Work to be completed:
Report how many lines in the data include the string "below", and add nothing else.

Source records:
──────
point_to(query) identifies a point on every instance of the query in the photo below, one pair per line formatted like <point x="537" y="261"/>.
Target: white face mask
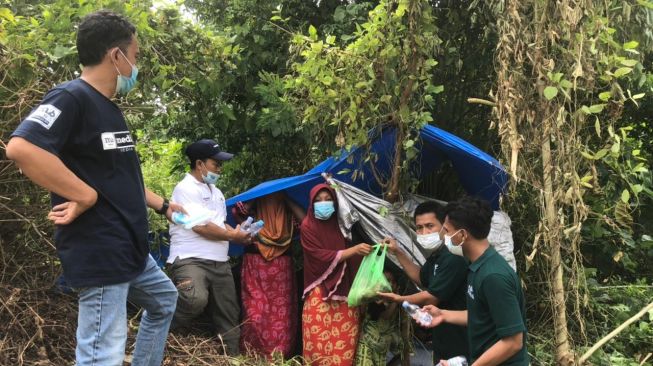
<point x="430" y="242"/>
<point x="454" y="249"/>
──────
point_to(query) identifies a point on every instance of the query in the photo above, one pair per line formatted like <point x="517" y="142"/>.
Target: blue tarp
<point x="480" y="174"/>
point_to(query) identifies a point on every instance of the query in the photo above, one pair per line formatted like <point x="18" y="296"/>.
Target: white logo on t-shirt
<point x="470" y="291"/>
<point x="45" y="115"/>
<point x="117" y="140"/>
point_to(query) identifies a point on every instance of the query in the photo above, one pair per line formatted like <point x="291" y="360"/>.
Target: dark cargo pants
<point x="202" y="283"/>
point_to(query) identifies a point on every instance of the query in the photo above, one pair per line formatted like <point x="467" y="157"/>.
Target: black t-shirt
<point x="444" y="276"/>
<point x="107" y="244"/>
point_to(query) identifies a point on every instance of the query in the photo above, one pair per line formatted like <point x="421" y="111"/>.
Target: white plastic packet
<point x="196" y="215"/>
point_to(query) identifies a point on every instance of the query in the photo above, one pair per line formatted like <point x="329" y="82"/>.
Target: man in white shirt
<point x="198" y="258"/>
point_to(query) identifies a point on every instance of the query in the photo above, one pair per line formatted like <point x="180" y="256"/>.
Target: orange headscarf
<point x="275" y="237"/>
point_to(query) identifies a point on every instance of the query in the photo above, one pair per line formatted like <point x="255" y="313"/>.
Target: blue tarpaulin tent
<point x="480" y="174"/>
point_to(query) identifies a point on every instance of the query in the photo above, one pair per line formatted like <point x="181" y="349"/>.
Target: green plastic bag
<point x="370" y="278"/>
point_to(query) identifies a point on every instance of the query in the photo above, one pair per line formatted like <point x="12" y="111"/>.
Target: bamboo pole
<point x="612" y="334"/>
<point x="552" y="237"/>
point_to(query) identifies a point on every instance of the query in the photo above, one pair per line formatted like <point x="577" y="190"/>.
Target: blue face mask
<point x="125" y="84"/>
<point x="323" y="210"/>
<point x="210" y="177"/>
──────
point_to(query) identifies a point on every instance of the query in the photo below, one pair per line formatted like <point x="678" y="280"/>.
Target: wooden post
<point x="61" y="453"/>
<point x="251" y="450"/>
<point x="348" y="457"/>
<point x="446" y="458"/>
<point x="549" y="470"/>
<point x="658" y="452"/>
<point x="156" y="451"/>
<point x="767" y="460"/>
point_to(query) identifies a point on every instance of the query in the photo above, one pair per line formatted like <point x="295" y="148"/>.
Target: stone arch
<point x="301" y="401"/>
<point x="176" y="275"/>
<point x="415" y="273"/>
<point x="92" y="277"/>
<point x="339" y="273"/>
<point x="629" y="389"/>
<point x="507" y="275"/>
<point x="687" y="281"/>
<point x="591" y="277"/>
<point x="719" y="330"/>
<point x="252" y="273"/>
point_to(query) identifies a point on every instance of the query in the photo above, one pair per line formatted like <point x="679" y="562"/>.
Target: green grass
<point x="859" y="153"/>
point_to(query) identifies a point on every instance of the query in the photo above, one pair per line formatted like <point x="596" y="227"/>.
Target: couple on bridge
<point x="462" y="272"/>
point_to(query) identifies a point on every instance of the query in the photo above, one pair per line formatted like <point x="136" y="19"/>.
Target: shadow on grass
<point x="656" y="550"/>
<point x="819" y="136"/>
──────
Result for this exercise:
2